# Supplied text
——————————

EU finds faults with Egypt’s fish checks; backs Croatian controls

Two audits by the European Commission’s health and safety unit have looked at checks to ensure fish product safety in Egypt and Croatia.

A remote DG Sante audit, in May and June 2021 in Egypt, identified shortcomings in virtually all areas and made 20 recommendations.

The objective was to verify that systems ensured products exported to the EU comply with the rules. Egypt is approved to send only certain wild catch fishery products to Europe but asked in April 2021 to be authorized to export fish from aquaculture.

A 2009 audit found deficiencies in implementing the control system, low knowledge on Hazard Analysis and Critical Control Points (HACCP) by officials, and poor controls of the cold chain. It also revealed that legislation was not fully aligned with EU rules.

Eurostat data shows the EU imported a yearly average of 2,280 tons of fishery products from Egypt between 2016 and 2020. The top two countries were Italy and Spain and the main product was fresh/chilled whole fish. According Egyptian authorities, it exported 4,980 tons in 2019 and 5,866 tons in 2020. However, this is based on information provided by operators for the audit.

RASFF, traceability and oversight issues
Five related Rapid Alert System for Food and Feed (RASFF) notifications were issued from 2018 to March 2021. One was for undeclared additives and four were because of mercury above the EU legal limit. Egyptian officials could not identify the products implicated, reasons for the notifications, which operators were involved and the EU countries to which items had been exported. They could not demonstrate it received the alerts, investigated them, or that measures to prevent their recurrence were taken.

——————————

# Data shown

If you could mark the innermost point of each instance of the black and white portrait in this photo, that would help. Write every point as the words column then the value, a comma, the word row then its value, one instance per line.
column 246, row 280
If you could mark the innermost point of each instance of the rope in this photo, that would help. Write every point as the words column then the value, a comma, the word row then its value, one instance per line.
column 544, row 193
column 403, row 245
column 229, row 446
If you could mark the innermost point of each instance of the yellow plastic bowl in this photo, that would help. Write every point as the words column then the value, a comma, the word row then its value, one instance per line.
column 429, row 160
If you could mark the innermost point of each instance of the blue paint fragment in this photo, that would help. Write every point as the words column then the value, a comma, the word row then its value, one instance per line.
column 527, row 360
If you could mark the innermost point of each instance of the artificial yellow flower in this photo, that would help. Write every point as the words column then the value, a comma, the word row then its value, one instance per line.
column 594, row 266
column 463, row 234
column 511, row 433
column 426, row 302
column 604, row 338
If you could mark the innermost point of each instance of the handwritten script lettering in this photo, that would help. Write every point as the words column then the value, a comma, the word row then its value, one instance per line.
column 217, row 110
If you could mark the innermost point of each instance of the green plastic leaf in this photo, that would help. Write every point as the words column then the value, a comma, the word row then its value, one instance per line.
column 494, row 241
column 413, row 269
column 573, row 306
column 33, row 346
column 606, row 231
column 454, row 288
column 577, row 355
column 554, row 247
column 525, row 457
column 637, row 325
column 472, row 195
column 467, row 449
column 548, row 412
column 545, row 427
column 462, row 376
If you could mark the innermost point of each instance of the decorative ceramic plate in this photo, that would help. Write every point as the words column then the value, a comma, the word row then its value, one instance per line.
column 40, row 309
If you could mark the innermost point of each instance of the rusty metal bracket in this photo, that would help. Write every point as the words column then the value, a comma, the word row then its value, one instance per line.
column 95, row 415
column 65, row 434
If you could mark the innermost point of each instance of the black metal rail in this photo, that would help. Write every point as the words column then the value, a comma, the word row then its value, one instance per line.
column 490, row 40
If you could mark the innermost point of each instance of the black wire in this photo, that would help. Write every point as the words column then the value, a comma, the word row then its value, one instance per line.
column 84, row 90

——————————

# Task item A
Answer these from the fish-checks article:
(i) How many recommendations did the remote DG Sante audit of Egypt make?
(ii) Which two countries were the top EU importers of Egyptian fishery products?
(iii) Of the five RASFF notifications, how many concerned mercury above the EU legal limit?
# Task item B
Continue the fish-checks article from the end of its last sentence.
The entries are not needed for this work.

# Exercise answer A
(i) 20
(ii) Italy and Spain
(iii) Four

# Exercise answer B
Auditors found staff were not trained recently and didn’t have all the necessary written procedures or instructions to perform official control tasks.

Data provided showed Egyptian officials were not fully aware of, or couldn’t reliably ascertain, the origin of raw materials used by EU-listed establishments in the manufacture of products for exports. Information points to the existence of sources of raw materials other than the controlled primary fishing vessels, according to the audit report.

Controls of primary production fishing vessels were not carried out effectively as non-compliances were not detected or corrective action was not enforced while EU-approval was retained.

Checks on fishery products for export to the EU includes sampling and testing for heavy metals such as cadmium, lead and mercury but did not cover freshness criteria, histamine, dioxins, parasites, relevant microbes and checks for poisonous products.

The authority did not provide evidence to DG Sante that companies handling products not eligible for EU exports have measures in place to prevent them being sent to Europe.

The General Authority for Fish Resources Development (GAFRD) said the absence of complaints by trade partners shows exports are safe and that the control system works. GAFRD said certain relevant documents that would have helped the audit team understand the system could not be shared by email because of legal issues. The National Food Safety Authority replaced another agency as the relevant body from 2022.

Croatian assessment
The other virtual audit, in Croatia in April 2021, found the system largely met EU requirements.

Croatia produced 16,506 tons of aquaculture products, mostly marine but also freshwater fish, and 63,200 tons of wild capture in 2019.

Effectiveness of the system is sometimes negatively affected by occasional weak coordination between inspectors, leading to inconsistencies during official controls, found the assessment.

From 2018 to the audit date, there were nine RASFF alerts covering fishery products from Croatia. In 2019, two cases concerned ready-to-eat products from the same plant and Listeria monocytogenes.

Despite the two non-compliant Listeria results, the establishment was kept in the same low risk category. However, as it exports products to other EU countries and processes fishery products, it should have already had a high rating.

Another site producing ready-to-eat fish products had two non-compliant results in the same year because of Listeria monocytogenes. The risk status of the establishment was kept at the same medium rating.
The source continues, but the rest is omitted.